>> Start

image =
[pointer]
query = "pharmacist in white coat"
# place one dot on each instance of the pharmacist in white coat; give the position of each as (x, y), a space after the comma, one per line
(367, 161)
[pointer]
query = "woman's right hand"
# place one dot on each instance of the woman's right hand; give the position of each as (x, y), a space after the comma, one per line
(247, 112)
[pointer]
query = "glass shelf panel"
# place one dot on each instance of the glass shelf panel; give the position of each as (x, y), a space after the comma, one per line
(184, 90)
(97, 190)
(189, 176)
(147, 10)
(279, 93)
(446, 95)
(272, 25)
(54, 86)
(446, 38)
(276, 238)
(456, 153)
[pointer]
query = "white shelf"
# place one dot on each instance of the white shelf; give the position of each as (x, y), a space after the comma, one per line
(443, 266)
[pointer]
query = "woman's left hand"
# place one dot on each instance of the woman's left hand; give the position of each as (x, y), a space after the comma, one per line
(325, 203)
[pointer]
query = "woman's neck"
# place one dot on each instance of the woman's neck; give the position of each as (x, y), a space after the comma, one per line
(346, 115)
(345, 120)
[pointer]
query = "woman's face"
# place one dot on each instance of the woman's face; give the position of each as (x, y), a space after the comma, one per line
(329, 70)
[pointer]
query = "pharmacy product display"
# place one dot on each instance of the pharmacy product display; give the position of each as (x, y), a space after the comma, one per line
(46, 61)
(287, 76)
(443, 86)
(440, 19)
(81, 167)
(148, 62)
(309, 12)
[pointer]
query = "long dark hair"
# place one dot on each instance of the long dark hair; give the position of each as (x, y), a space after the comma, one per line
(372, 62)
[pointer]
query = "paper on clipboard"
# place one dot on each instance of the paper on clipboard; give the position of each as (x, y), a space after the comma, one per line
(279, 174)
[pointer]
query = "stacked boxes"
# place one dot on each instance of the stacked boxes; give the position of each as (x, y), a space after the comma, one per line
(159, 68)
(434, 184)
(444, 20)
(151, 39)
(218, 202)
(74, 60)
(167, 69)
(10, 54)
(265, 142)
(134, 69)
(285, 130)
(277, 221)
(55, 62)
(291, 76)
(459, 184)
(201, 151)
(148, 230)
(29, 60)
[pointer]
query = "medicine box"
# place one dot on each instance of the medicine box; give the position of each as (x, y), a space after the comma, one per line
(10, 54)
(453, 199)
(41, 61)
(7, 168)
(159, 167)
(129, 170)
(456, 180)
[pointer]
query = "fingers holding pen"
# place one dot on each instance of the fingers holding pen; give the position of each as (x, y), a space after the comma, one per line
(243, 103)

>> End

Gather every line from the rows above that contains the word "coat".

query = "pharmacist in white coat"
# place one dot on each instance of the pharmacist in white coat; give the position of each as (x, y), a space after the comma, one per line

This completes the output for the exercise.